** Data extract **

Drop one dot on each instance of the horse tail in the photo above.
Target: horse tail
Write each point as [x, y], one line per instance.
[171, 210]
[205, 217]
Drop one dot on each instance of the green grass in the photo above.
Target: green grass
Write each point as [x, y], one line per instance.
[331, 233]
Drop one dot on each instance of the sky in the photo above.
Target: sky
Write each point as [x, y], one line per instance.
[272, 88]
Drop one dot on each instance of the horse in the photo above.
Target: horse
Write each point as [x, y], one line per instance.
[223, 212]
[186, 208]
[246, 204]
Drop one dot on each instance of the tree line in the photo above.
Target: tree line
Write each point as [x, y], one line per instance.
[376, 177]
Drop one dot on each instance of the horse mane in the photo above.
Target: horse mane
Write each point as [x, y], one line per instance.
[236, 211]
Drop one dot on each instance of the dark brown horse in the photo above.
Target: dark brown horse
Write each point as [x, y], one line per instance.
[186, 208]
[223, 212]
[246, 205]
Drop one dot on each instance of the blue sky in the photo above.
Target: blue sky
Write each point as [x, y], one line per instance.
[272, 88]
* * *
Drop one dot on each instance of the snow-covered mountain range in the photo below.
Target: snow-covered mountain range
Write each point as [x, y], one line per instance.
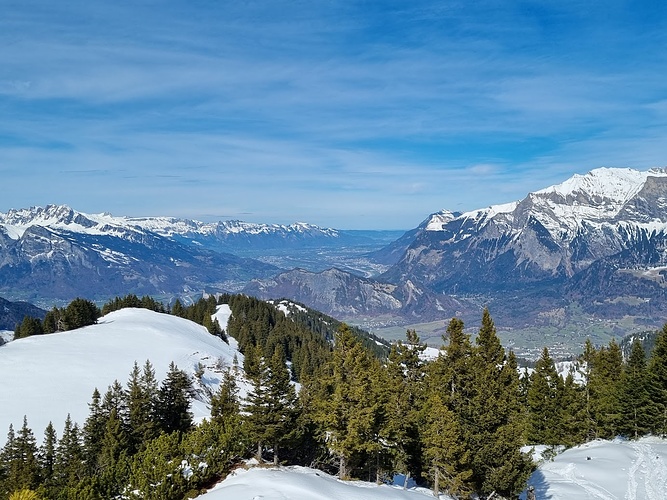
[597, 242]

** Given exercise **
Pick out each line of the data above that contains the string "photo". Case counts.

** Final result **
Drop one dot on each instance of the horse tail in the photo above.
Drop one dot on each instance of the green grass in the photo above.
Drop one dot on each instance of the sky in the photo above.
Drop one dot on each instance of the horse in the photo above.
Drop one dot on each instance of the tree line in the photo above.
Drop one dot on each instance of the horse mane in the photo above.
Drop one dot on each instance of the dark brown horse in the photo above.
Drop one dot on each instance of the blue sky in the photo above.
Drop one dot on each instance of the snow-covered mountain range in the photo below.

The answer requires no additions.